TEXT SHOWN:
────────
If only Garda had left such a document, it would have told of the joys and hardships of those early Mountaineers’ climbs from a woman’s point of view, including how difficult it was to be on the kitchen crew, cooking for groups ranging at times from 20-50 people on the longer treks. She would have mentioned washing clothes in cold mountain streams as noted in a photo album entry of July 31, 1919 at Mount Rainier: “We came across the glacier and have a camp here near the (Paradise) Inn. Not as tired as on wash day.”
Courtney put a chapter titled “Laundry Day” in her Monte Cristo book, telling of the joy she took in that necessary task: “I looked forward to wash day. I loved the scent of the soap, the bubbles and feeling of the hot sudsy water. It was a sense of accomplishment and a completely enriching experience. When I did the laundry I would purposely wear a long skirt and a white blouse. My reason for that was to feel as though I had stepped back in time to the days of a pioneer woman.” Of course, she could heat water on a wood stove in her cabin, not have to scrub clothes with lye soap on boulders in cold creeks as did Garda.
Garda, living an office life during the week, looked forward with relish to the train rides that would take her and others to drop-off points for various hikes from Pierce to Snohomish counties. She noted one hike of 1917, begun via the Milwaukee railroad route through Cherry Valley south of Monroe, where she “climbed 1,200 ft. in ¾ hr. on walk to Lake Fontal through heavy timber.” Other outings put her on the Mount Seattle climb in the Olympics (1913), beginning at Taholah and trekking up rough trail by the Elwha River; Snoqualmie Lodge (Christmas, 1914), Lake Cushman (1915); Deception Pass (1916); and Wallace Falls, Index, Heybrook Ridge (1917).
────────
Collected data
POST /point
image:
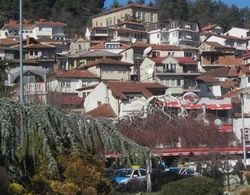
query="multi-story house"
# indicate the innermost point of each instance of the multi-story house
(174, 32)
(40, 28)
(137, 12)
(99, 34)
(177, 73)
(109, 69)
(128, 31)
(213, 54)
(123, 97)
(240, 44)
(240, 33)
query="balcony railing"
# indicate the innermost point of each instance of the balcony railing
(34, 88)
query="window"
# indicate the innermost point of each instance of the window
(178, 82)
(210, 88)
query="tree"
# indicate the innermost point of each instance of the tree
(115, 4)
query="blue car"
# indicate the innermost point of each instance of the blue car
(126, 177)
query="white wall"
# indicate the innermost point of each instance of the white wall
(98, 94)
(237, 32)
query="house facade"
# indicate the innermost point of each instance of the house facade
(139, 12)
(177, 73)
(175, 32)
(125, 98)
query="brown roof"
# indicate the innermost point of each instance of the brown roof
(38, 46)
(119, 88)
(124, 7)
(8, 42)
(165, 47)
(105, 61)
(228, 37)
(245, 68)
(44, 22)
(218, 46)
(207, 79)
(208, 27)
(105, 111)
(77, 74)
(185, 60)
(131, 30)
(102, 46)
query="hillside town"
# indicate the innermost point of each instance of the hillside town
(129, 61)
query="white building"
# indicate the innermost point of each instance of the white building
(125, 98)
(174, 33)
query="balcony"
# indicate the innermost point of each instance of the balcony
(35, 89)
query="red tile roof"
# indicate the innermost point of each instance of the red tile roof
(124, 7)
(103, 111)
(185, 60)
(44, 22)
(121, 30)
(38, 46)
(218, 46)
(8, 42)
(77, 74)
(165, 47)
(119, 89)
(209, 27)
(157, 60)
(105, 61)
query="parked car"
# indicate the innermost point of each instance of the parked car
(128, 179)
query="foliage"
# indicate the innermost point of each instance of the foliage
(16, 188)
(192, 185)
(157, 130)
(61, 10)
(204, 12)
(45, 145)
(160, 178)
(5, 180)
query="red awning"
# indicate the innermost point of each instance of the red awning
(192, 106)
(226, 128)
(219, 106)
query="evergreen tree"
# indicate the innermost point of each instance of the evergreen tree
(115, 4)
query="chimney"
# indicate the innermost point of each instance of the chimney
(27, 40)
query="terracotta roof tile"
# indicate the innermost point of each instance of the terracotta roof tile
(185, 60)
(208, 27)
(119, 89)
(157, 60)
(105, 111)
(77, 74)
(165, 47)
(105, 61)
(131, 30)
(218, 46)
(8, 42)
(38, 46)
(124, 7)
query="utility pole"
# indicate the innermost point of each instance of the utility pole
(21, 49)
(243, 128)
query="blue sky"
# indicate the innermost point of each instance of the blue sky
(239, 3)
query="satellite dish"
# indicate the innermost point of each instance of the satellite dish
(150, 71)
(217, 122)
(133, 40)
(147, 50)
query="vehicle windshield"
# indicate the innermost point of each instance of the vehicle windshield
(123, 173)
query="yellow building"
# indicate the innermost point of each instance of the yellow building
(138, 12)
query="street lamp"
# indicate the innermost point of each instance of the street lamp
(21, 48)
(243, 128)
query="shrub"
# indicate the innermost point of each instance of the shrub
(160, 178)
(16, 188)
(192, 185)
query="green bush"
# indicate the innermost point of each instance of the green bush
(160, 178)
(192, 185)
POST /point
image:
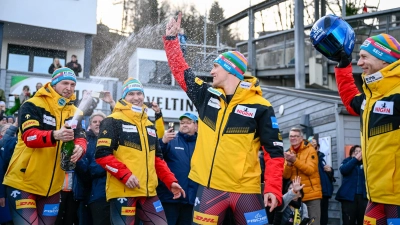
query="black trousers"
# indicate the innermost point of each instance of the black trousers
(68, 211)
(353, 212)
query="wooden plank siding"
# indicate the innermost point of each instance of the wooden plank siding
(323, 118)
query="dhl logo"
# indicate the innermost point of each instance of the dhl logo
(369, 220)
(204, 219)
(30, 123)
(104, 142)
(128, 211)
(25, 203)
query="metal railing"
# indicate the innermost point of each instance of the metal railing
(276, 50)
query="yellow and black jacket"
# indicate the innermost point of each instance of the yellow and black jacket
(306, 166)
(231, 134)
(379, 110)
(127, 145)
(35, 164)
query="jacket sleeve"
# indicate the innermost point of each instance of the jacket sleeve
(310, 166)
(162, 170)
(348, 91)
(347, 166)
(272, 145)
(194, 87)
(106, 144)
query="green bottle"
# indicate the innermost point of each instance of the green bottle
(67, 149)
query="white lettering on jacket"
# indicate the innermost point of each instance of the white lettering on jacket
(245, 111)
(384, 107)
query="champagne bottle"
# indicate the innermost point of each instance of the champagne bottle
(67, 149)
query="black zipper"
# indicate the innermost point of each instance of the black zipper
(216, 146)
(366, 135)
(147, 164)
(55, 161)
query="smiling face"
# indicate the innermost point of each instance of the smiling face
(135, 98)
(369, 63)
(65, 88)
(219, 75)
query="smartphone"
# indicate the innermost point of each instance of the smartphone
(148, 104)
(96, 94)
(171, 125)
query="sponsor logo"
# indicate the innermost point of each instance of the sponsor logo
(377, 52)
(151, 132)
(158, 206)
(373, 78)
(245, 85)
(112, 169)
(104, 142)
(198, 81)
(136, 109)
(245, 111)
(363, 104)
(274, 122)
(215, 103)
(196, 201)
(369, 220)
(31, 138)
(202, 218)
(30, 123)
(50, 209)
(128, 211)
(256, 217)
(383, 107)
(25, 203)
(129, 128)
(366, 43)
(49, 120)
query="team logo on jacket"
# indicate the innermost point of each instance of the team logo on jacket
(245, 111)
(384, 107)
(25, 203)
(215, 103)
(129, 128)
(128, 211)
(49, 120)
(373, 77)
(151, 132)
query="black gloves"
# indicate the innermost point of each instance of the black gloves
(345, 59)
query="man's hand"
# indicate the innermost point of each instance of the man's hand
(168, 136)
(2, 202)
(77, 153)
(290, 157)
(271, 201)
(173, 26)
(177, 190)
(64, 134)
(132, 182)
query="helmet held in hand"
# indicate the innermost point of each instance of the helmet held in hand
(330, 35)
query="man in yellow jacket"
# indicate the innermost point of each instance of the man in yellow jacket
(302, 160)
(34, 176)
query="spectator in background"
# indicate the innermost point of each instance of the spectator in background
(302, 160)
(2, 95)
(352, 193)
(177, 150)
(25, 95)
(327, 179)
(74, 65)
(55, 65)
(182, 41)
(38, 86)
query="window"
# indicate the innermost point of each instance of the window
(31, 59)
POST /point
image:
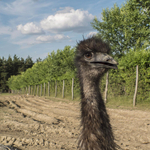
────────
TASK INSTRUCTIONS:
Answer these questions from the text about Garda's early Mountaineers outings:
1. What date is given for the photo album entry written at Mount Rainier?
2. What title did Courtney give the chapter she put in her Monte Cristo book?
3. How many feet did Garda climb on the walk to Lake Fontal, and in how long?

SOLUTION TO THE PROBLEM:
1. July 31, 1919
2. "Laundry Day"
3. 1,200 ft. in ¾ hr.